▶ [What to produce]: Could you copy out, word for word, the lines in the items below, starting with the line that contains "Can you find the green" and going on through the line that contains "pixel 26 144"? Give only those lines.

▶ [Data extract]:
----------------

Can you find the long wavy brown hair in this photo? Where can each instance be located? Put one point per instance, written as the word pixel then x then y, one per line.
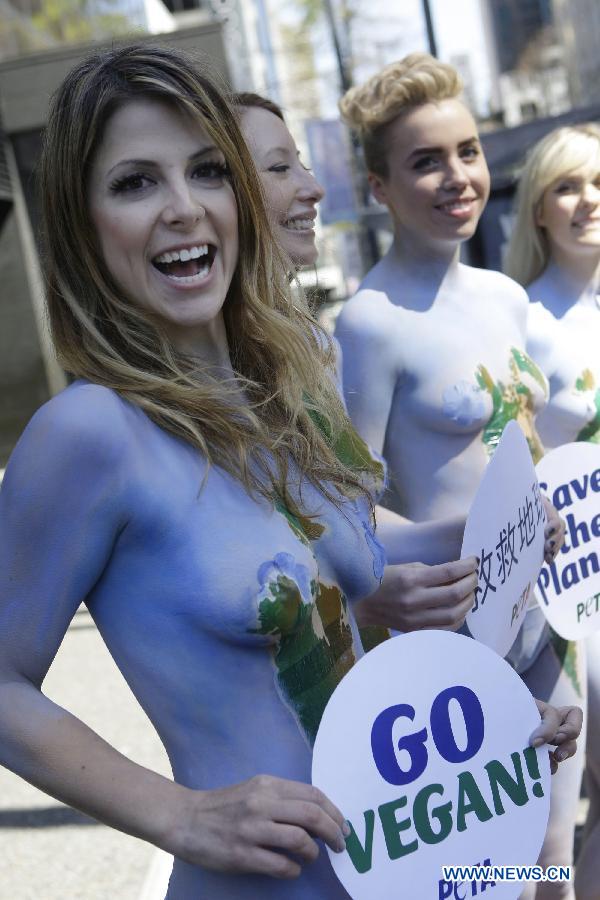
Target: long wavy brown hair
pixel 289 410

----------------

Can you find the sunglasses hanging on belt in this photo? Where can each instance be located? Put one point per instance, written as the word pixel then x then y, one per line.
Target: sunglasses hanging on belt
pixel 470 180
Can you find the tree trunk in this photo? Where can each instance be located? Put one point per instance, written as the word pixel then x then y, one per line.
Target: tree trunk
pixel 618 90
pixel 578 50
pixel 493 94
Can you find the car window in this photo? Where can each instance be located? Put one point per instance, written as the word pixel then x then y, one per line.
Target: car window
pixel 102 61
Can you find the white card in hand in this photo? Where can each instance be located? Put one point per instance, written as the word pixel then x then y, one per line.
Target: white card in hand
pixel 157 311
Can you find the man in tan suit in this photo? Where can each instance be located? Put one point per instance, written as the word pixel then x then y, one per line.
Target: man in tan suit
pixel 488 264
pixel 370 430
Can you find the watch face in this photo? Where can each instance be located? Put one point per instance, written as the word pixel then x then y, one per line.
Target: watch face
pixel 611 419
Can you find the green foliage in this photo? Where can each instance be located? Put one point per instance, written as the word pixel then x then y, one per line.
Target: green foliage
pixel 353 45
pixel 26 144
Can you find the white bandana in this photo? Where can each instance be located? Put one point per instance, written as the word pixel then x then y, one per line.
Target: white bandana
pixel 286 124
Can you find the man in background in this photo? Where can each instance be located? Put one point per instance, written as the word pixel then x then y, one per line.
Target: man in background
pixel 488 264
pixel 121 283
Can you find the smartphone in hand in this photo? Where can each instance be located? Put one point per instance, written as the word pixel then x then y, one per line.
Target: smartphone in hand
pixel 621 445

----------------

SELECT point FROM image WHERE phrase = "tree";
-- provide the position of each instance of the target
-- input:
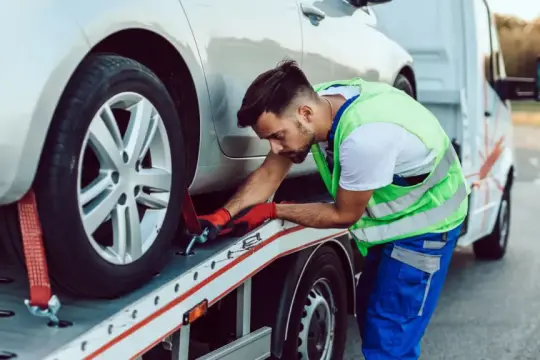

----------------

▶ [Complete output]:
Can you find the green foliage in this photo? Where can each instance be located? Put one point per instance, written as the word pixel then x then y, one per line.
Target: green foliage
pixel 353 45
pixel 26 144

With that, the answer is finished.